» EXCERPT TO READ:
****************

[luatex] fio library byte order

Sat Jun 27 02:56:33 CEST 2020

On 2020-06-20 at 10:25:33 +0200, Hans Hagen wrote:

 > On 6/19/2020 11:16 PM, Reinhard Kotucha wrote:
 > > Hi,
 > > it's nice that with the fio library LuaTeX can now process binary
 > > files.  What I'm missing is the ability to specify the byte order
 > > (little vs. big endian).
 > >
 > > I didn't find any hint, neither in the manual nor in the sources.
 > >
 > > Without being able to specify the byte order usage of the library is
 > > quite limited.  The byte order of a particular file is not necessarily
 > > the same as that of your system.
 > >
 > > Some file formats have a certain byte order (PNM, for instance) and
 > > others precede binary data with a byte order mark (TIFF).  In any case
 > > it's necessary to specify the byte order before reading binary stuff.
 > >
 > > Is there a chance to provide a switch?
 >
 > When I have time I'll backport a couple of the additional
 > [integer|cardinal]*_le ones that we have in luametatex (I though that
 > i'd already done that).

Hi Hans,
I must admit that I don't know anything about luametatex.  I just
looked into liolibext.c .

IMO there are a few things to consider.

The current code extracts single bytes from a file.

 | static int readcardinal2(lua_State *L) {
 |     FILE *f = tofile(L);
 |     int a = getc(f);
 |     int b = getc(f);
 |

This, and even the extraction of short strings, is extremely slow.
It's much more efficient to read data blocks of 8192 bytes, for
instance, into memory and to process these data blocks.  I'm not
convinced that reading a complete file into memory is a good idea,
despite its simplicity.

Processing the content of a file with the fio library is then similar
to processing a string with the sio library, with the exception that
endianness has to be considered when files are involved.

The host byte order must always be determined automatically, either
with Luigi's approach or probably more easily with ntohs(3) if this
function is available on Windows too.  The file byte order has to be
specified by the user because it depends on the file format.

If a particular file format has a BOM in its header, the BOM can be
evaluated by the user, for instance with fio.readline().  This means
that a user should be able to specify the andianness at any time, not
necessarily in advance.

****************

» Box annotations for photos:

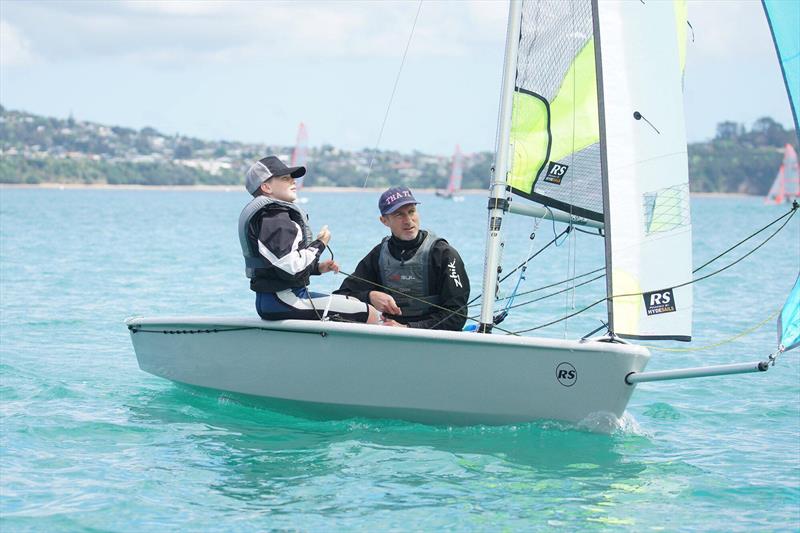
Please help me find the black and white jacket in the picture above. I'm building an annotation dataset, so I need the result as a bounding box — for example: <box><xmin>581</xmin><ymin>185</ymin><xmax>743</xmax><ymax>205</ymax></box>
<box><xmin>247</xmin><ymin>204</ymin><xmax>325</xmax><ymax>292</ymax></box>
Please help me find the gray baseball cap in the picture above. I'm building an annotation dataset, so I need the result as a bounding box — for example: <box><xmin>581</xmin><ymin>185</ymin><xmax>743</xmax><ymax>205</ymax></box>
<box><xmin>244</xmin><ymin>155</ymin><xmax>306</xmax><ymax>195</ymax></box>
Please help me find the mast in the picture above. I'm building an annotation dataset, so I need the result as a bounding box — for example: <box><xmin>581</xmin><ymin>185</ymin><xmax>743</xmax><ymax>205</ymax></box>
<box><xmin>478</xmin><ymin>0</ymin><xmax>522</xmax><ymax>333</ymax></box>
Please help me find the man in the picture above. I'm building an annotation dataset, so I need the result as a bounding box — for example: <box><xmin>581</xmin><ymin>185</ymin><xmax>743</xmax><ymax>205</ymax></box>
<box><xmin>335</xmin><ymin>187</ymin><xmax>469</xmax><ymax>331</ymax></box>
<box><xmin>239</xmin><ymin>156</ymin><xmax>380</xmax><ymax>323</ymax></box>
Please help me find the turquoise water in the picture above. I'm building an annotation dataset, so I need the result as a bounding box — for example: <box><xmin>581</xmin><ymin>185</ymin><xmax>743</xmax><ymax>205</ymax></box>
<box><xmin>0</xmin><ymin>189</ymin><xmax>800</xmax><ymax>531</ymax></box>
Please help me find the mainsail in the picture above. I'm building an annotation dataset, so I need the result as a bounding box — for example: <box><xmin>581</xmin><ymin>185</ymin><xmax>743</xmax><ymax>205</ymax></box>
<box><xmin>508</xmin><ymin>0</ymin><xmax>692</xmax><ymax>340</ymax></box>
<box><xmin>778</xmin><ymin>275</ymin><xmax>800</xmax><ymax>351</ymax></box>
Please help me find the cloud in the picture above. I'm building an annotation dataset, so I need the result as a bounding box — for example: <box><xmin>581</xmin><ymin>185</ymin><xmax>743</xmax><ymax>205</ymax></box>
<box><xmin>0</xmin><ymin>20</ymin><xmax>36</xmax><ymax>67</ymax></box>
<box><xmin>689</xmin><ymin>0</ymin><xmax>774</xmax><ymax>60</ymax></box>
<box><xmin>4</xmin><ymin>0</ymin><xmax>505</xmax><ymax>66</ymax></box>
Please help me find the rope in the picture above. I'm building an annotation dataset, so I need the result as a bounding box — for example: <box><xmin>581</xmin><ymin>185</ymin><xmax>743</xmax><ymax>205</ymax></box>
<box><xmin>514</xmin><ymin>202</ymin><xmax>800</xmax><ymax>335</ymax></box>
<box><xmin>362</xmin><ymin>0</ymin><xmax>422</xmax><ymax>187</ymax></box>
<box><xmin>332</xmin><ymin>269</ymin><xmax>516</xmax><ymax>335</ymax></box>
<box><xmin>645</xmin><ymin>309</ymin><xmax>781</xmax><ymax>352</ymax></box>
<box><xmin>692</xmin><ymin>203</ymin><xmax>796</xmax><ymax>274</ymax></box>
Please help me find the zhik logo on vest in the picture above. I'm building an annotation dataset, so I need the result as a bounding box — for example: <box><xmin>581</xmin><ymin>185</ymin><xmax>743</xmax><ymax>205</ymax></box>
<box><xmin>544</xmin><ymin>161</ymin><xmax>569</xmax><ymax>185</ymax></box>
<box><xmin>643</xmin><ymin>289</ymin><xmax>676</xmax><ymax>316</ymax></box>
<box><xmin>447</xmin><ymin>259</ymin><xmax>463</xmax><ymax>289</ymax></box>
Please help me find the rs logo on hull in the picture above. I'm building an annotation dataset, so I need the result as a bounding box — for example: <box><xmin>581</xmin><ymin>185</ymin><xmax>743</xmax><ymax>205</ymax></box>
<box><xmin>556</xmin><ymin>362</ymin><xmax>578</xmax><ymax>387</ymax></box>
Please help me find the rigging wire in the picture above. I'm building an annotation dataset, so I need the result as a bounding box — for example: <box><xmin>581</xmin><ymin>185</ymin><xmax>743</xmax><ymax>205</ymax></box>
<box><xmin>362</xmin><ymin>0</ymin><xmax>423</xmax><ymax>187</ymax></box>
<box><xmin>514</xmin><ymin>201</ymin><xmax>800</xmax><ymax>335</ymax></box>
<box><xmin>643</xmin><ymin>308</ymin><xmax>781</xmax><ymax>352</ymax></box>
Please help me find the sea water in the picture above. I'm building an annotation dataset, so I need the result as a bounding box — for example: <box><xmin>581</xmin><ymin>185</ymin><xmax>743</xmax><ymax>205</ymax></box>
<box><xmin>0</xmin><ymin>189</ymin><xmax>800</xmax><ymax>531</ymax></box>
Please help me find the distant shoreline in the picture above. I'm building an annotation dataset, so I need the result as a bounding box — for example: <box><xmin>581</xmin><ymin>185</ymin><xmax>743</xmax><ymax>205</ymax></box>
<box><xmin>0</xmin><ymin>183</ymin><xmax>760</xmax><ymax>198</ymax></box>
<box><xmin>0</xmin><ymin>183</ymin><xmax>487</xmax><ymax>195</ymax></box>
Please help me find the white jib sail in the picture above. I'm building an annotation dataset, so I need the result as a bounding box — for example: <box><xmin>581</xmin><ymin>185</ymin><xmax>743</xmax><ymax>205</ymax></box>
<box><xmin>593</xmin><ymin>0</ymin><xmax>692</xmax><ymax>340</ymax></box>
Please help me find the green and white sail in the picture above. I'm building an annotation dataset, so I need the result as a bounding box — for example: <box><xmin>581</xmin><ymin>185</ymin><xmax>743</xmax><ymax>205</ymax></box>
<box><xmin>507</xmin><ymin>0</ymin><xmax>692</xmax><ymax>340</ymax></box>
<box><xmin>508</xmin><ymin>0</ymin><xmax>603</xmax><ymax>222</ymax></box>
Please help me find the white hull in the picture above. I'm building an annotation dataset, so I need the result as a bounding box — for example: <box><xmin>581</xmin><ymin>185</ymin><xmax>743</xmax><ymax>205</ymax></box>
<box><xmin>127</xmin><ymin>318</ymin><xmax>650</xmax><ymax>425</ymax></box>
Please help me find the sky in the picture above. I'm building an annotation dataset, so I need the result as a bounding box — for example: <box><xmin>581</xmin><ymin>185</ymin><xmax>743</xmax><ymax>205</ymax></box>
<box><xmin>0</xmin><ymin>0</ymin><xmax>792</xmax><ymax>154</ymax></box>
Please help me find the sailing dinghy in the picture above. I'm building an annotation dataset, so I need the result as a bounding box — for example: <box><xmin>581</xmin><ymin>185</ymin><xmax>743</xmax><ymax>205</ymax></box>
<box><xmin>127</xmin><ymin>0</ymin><xmax>800</xmax><ymax>431</ymax></box>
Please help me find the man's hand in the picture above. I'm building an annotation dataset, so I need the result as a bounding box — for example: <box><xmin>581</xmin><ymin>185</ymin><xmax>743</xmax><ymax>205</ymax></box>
<box><xmin>369</xmin><ymin>291</ymin><xmax>403</xmax><ymax>315</ymax></box>
<box><xmin>317</xmin><ymin>259</ymin><xmax>339</xmax><ymax>274</ymax></box>
<box><xmin>317</xmin><ymin>225</ymin><xmax>331</xmax><ymax>247</ymax></box>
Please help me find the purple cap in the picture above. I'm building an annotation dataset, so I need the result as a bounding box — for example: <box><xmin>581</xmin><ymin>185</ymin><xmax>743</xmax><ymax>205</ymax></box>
<box><xmin>378</xmin><ymin>187</ymin><xmax>419</xmax><ymax>215</ymax></box>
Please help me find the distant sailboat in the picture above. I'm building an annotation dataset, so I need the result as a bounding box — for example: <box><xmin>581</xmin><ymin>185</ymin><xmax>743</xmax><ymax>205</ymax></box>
<box><xmin>436</xmin><ymin>145</ymin><xmax>464</xmax><ymax>202</ymax></box>
<box><xmin>764</xmin><ymin>144</ymin><xmax>800</xmax><ymax>204</ymax></box>
<box><xmin>289</xmin><ymin>122</ymin><xmax>308</xmax><ymax>204</ymax></box>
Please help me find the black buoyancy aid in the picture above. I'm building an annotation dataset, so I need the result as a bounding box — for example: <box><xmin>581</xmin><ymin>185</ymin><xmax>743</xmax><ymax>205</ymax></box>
<box><xmin>239</xmin><ymin>196</ymin><xmax>313</xmax><ymax>279</ymax></box>
<box><xmin>378</xmin><ymin>232</ymin><xmax>441</xmax><ymax>317</ymax></box>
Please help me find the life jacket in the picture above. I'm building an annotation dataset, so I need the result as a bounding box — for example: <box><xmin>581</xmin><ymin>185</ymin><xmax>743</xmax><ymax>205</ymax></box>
<box><xmin>239</xmin><ymin>196</ymin><xmax>313</xmax><ymax>279</ymax></box>
<box><xmin>378</xmin><ymin>232</ymin><xmax>441</xmax><ymax>317</ymax></box>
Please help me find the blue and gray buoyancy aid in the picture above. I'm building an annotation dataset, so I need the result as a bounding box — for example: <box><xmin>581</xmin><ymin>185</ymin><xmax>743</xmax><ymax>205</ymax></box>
<box><xmin>378</xmin><ymin>232</ymin><xmax>441</xmax><ymax>317</ymax></box>
<box><xmin>239</xmin><ymin>196</ymin><xmax>313</xmax><ymax>279</ymax></box>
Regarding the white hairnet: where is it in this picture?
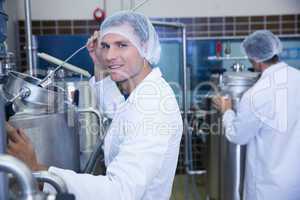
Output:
[100,11,161,65]
[242,30,282,63]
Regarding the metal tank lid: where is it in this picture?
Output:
[223,72,260,85]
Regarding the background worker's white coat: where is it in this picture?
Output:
[49,68,182,200]
[223,62,300,200]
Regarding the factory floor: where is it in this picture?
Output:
[170,175,206,200]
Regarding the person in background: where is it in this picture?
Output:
[214,30,300,200]
[8,11,182,200]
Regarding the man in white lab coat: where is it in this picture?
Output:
[214,30,300,200]
[8,11,182,200]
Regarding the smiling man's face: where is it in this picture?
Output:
[100,33,144,82]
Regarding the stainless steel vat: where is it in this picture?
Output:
[206,72,259,200]
[58,79,104,173]
[0,94,8,199]
[10,108,80,172]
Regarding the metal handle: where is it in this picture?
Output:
[78,107,105,174]
[32,171,68,194]
[7,86,31,103]
[77,107,104,139]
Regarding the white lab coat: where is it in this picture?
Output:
[49,68,182,200]
[223,62,300,200]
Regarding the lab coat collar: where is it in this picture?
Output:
[127,67,162,103]
[261,62,288,78]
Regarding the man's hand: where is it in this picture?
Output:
[5,123,47,171]
[213,96,232,113]
[87,31,108,81]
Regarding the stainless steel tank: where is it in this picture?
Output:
[10,108,80,172]
[0,93,8,199]
[207,72,259,200]
[58,79,104,171]
[3,72,80,172]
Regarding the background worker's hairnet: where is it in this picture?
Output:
[241,30,282,63]
[100,11,161,65]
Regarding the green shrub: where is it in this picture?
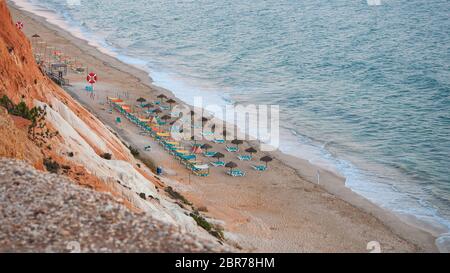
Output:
[44,158,60,173]
[0,95,42,123]
[166,186,192,206]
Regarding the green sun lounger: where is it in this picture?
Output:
[252,165,267,172]
[227,169,245,177]
[237,155,252,161]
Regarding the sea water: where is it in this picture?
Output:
[13,0,450,241]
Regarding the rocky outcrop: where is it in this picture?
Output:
[0,158,227,252]
[0,0,222,246]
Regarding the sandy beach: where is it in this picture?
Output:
[8,2,441,252]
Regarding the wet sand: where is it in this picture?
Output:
[10,0,439,252]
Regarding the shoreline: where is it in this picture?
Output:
[9,2,439,251]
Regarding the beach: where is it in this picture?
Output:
[10,0,441,252]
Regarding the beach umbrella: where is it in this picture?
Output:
[225,161,237,171]
[191,136,197,146]
[166,99,176,109]
[214,153,225,161]
[153,108,162,115]
[245,147,257,154]
[231,139,244,148]
[157,94,167,103]
[260,155,273,167]
[202,143,212,151]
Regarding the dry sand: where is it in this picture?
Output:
[10,1,439,252]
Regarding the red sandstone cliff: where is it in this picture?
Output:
[0,0,208,234]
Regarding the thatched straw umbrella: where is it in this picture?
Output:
[153,108,162,115]
[201,143,212,151]
[142,102,154,110]
[166,99,176,110]
[161,115,172,121]
[245,147,257,155]
[260,155,273,168]
[225,161,237,171]
[136,97,147,106]
[214,153,225,162]
[231,139,244,148]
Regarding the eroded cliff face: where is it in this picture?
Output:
[0,0,209,236]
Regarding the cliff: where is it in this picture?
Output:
[0,0,223,251]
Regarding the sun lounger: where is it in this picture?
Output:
[178,154,197,160]
[227,169,245,177]
[238,155,252,161]
[209,161,225,167]
[225,146,239,153]
[203,152,217,157]
[252,165,267,172]
[200,132,214,137]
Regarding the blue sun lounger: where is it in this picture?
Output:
[252,165,267,172]
[209,161,225,167]
[225,146,239,153]
[227,169,245,177]
[203,152,217,157]
[238,155,252,161]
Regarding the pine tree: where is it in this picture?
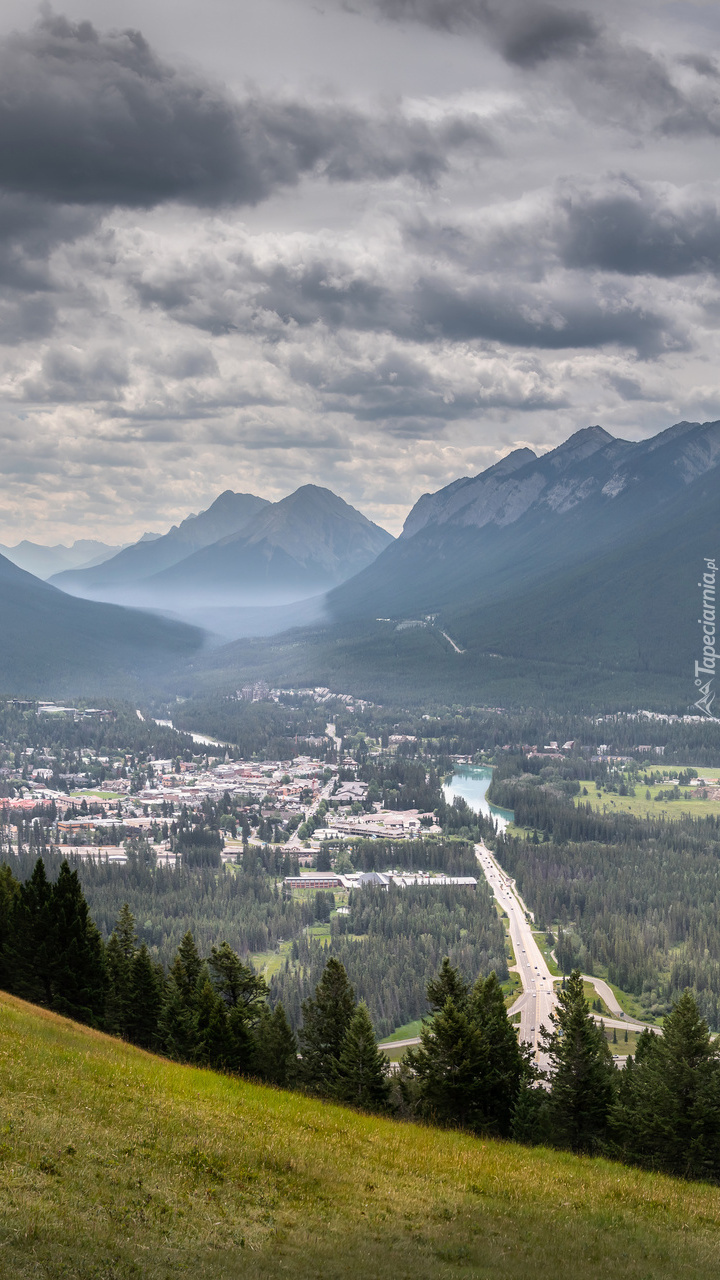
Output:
[195,979,232,1071]
[468,970,530,1137]
[170,929,202,1006]
[208,942,268,1009]
[406,996,483,1129]
[542,969,614,1151]
[0,864,20,991]
[13,858,54,1005]
[427,956,469,1014]
[332,1000,389,1111]
[158,972,197,1062]
[258,1001,297,1088]
[299,956,355,1093]
[49,861,106,1025]
[105,902,137,1036]
[127,942,163,1048]
[510,1076,551,1147]
[612,991,720,1180]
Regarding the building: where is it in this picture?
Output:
[283,872,342,888]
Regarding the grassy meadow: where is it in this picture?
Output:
[574,764,720,822]
[0,996,720,1280]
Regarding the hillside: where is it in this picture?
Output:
[147,484,392,608]
[0,995,720,1280]
[328,422,720,618]
[0,556,202,698]
[0,538,122,579]
[192,422,720,713]
[51,489,268,604]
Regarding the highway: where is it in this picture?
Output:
[379,842,662,1070]
[284,778,334,850]
[475,842,556,1068]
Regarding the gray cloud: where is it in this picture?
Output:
[347,0,600,67]
[0,15,491,207]
[405,175,720,282]
[128,228,685,356]
[23,346,129,404]
[341,0,720,136]
[559,179,720,278]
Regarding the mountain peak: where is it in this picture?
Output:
[544,424,615,466]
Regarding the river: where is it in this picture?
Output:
[442,764,514,831]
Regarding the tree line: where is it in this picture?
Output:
[0,859,720,1181]
[491,765,720,1030]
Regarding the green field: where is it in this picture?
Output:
[0,996,720,1280]
[383,1018,423,1044]
[571,764,720,819]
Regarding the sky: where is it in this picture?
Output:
[0,0,720,545]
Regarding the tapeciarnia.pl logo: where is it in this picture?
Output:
[693,556,720,719]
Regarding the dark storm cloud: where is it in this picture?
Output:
[130,238,684,356]
[341,0,720,136]
[0,15,489,207]
[559,182,720,278]
[348,0,600,67]
[405,175,720,280]
[23,347,129,404]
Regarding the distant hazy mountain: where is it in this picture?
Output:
[0,556,202,696]
[51,489,268,603]
[146,484,392,605]
[202,422,720,712]
[0,539,122,579]
[328,422,720,618]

****************

» TASK: Continue the mailing-list post about byte order in the LuaTeX fio library from its final sentence.

» ANSWER TO THIS TASK:
As far as I understand it's sufficient that the relevant functions
read{cardinal,integer}{2,4} obey a flag which tells them whether byte
re-ordering is necessary.  The flag has to be set if host and file
byte orders are different.  I don't know whether we have to consider
64 bit integers too.

If you intend to go this way the number of functions in liolibext.c
can be halved because there is no significant difference between a
buffer and a string.  Only very few functions have to be aware of
endianness.

There is one difference though.  A string is always complete while a
buffer contains only a part of a file.  If a there are not enough
bytes at the end of a buffer in order to fulfill a request, the
missing bytes can be loaded from the file and appended to the buffer.
This has no significant impact on speed because it happens quite
rarely.  It's similar to the example in PIL, chapter 'The complete I/O
Model', section 'A small performance trick'.

If the user doesn't specify a byte order we can assume host byte
order.  I can't imagine any reasonable use case right now, except
if a temporary file is read by the same process that created it.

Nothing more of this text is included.